◆ **Objective 1**
In the bike-touring post below, list each thing the writer stopped to check on the bike during the slow ride toward Montreal.

◆ **Document segment**
= = =
[posted to the Wheeled Migration Yahoo Group on May 31, 2005] ]
Hello again. I've covered a lot of ground since I last wrote, so I'm going to leave out a lot of details and focus on telling stories which I hope will interest you.
I last wrote from Whitehall, New York, just south of the Adirondack mountains. Fortunately for me, Lake Champlain forms -- or rather, is formed by -- a pass through the mountains. Here's a brief natural history of the area: http://www.lakechamplaincommittee.org/learn/natural-history-lake-champl… . So when I say I went "over the mountains," what I really mean is that I went between them. Even so, there were several places were I had to climb 500 feet all at once, and once I had to climb fully 1000 feet. I guess you could say that was the "high point" of the trip... unfortunately the weather was such that I couldn't see much of anything!
I should mention that I rode all the way through New York on an official state bike route. New York has at least four of these, possibly five by now, and not only are they signed on the roads and mapped online, but the state will mail paper maps to anyone free of charge. The paper maps don't show campgrounds, so I still had to do some research on my own, but they do show the topography of the route, and that was very helpful... I didn't need to buy or photocopy any other maps of the state. I hope other states follow New York's example; it really makes bike touring much easier.
Anyhow... the weather was just awful all the way to Montreal: cold and rainy and very windy. I made such slow progress that I stopped several times to make sure my bearings weren't rusting, the brakes weren't dragging, the tires weren't low, and so on. In Keeseville, after crossing that 1000-foot pass, I got a motel for the third time in a week (a record I don't care to repeat), but it turned out to be the nicest place I've stayed in a long time... more like a guest suite in someone's home or a bed-and-breakfast than a cheap motel. Motels in New York, unlike anyplace else I've ever been, supply little envelopes as a not-so-subtle suggestion that you should leave a tip for the housekeeper, but this was the only place where I felt that was called for, because the room was just impeccable.
In Plattsburgh on Sunday the 23rd, I was studying my map when a pedestrian approached me and helped me figure out how to get through town. She turned out to be the coordinator of some local outdoorsy group, and she offered to buy me lunch, but I was anxious to get down the road and declined. I kicked myself for that decision for several rainy miles because there was noplace else to stop, let alone eat, but then I found a marvelous natural-foods store where I got a great deal on a fantastic sandwich, and they let me check my e-mail while I waited in vain for the rain to let up. By this time I was well into bilingual territory, so I evesdropped on some French conversations trying to get used to the sound even though I didn't understand a word.
The bike map showed Golden Hill State Park just south of the Canadian border, and I had verified that camping is allowed at that park, so I planned to stay there Sunday night. But when I got to the place, no one had heard of the park... turns out it's several hundred miles away, near Niagara Falls! (I've notified the map people of the error.) Fortunately there was a private campground not too far away. They don't get many tenters... in fact, I was the only transient in the place; everyone else lives in the campground permanently!
= = =
◆ **Record list**
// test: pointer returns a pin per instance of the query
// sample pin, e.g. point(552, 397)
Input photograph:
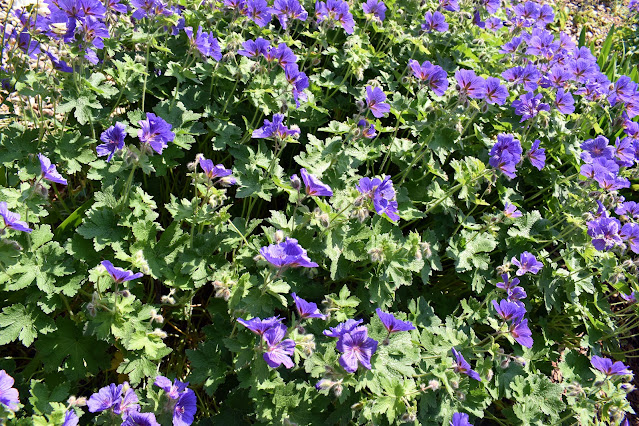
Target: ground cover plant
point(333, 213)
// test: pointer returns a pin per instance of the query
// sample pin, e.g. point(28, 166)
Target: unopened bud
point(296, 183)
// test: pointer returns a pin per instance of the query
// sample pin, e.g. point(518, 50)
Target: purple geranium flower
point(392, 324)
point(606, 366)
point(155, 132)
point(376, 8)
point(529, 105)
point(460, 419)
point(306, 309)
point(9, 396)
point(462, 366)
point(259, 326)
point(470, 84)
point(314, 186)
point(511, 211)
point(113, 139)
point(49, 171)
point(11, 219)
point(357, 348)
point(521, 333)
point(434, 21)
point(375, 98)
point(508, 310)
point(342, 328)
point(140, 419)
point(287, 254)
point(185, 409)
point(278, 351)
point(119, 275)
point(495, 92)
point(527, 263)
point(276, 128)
= = =
◆ **Objective 2**
Copy the records word for word, from their first line through the line containing "point(296, 183)". Leave the pictures out.

◆ **Correct response 1**
- That the bearings weren't rusting
- That the brakes weren't dragging
- That the tires weren't low

◆ **Correct response 2**
// test: pointer returns a pin per instance of the query
// sample pin, e.g. point(552, 397)
Input photograph:
Target: ground cover plant
point(333, 213)
// test: pointer returns a pin per instance of the query
// sample pin, e.g. point(28, 166)
Target: unopened bud
point(296, 183)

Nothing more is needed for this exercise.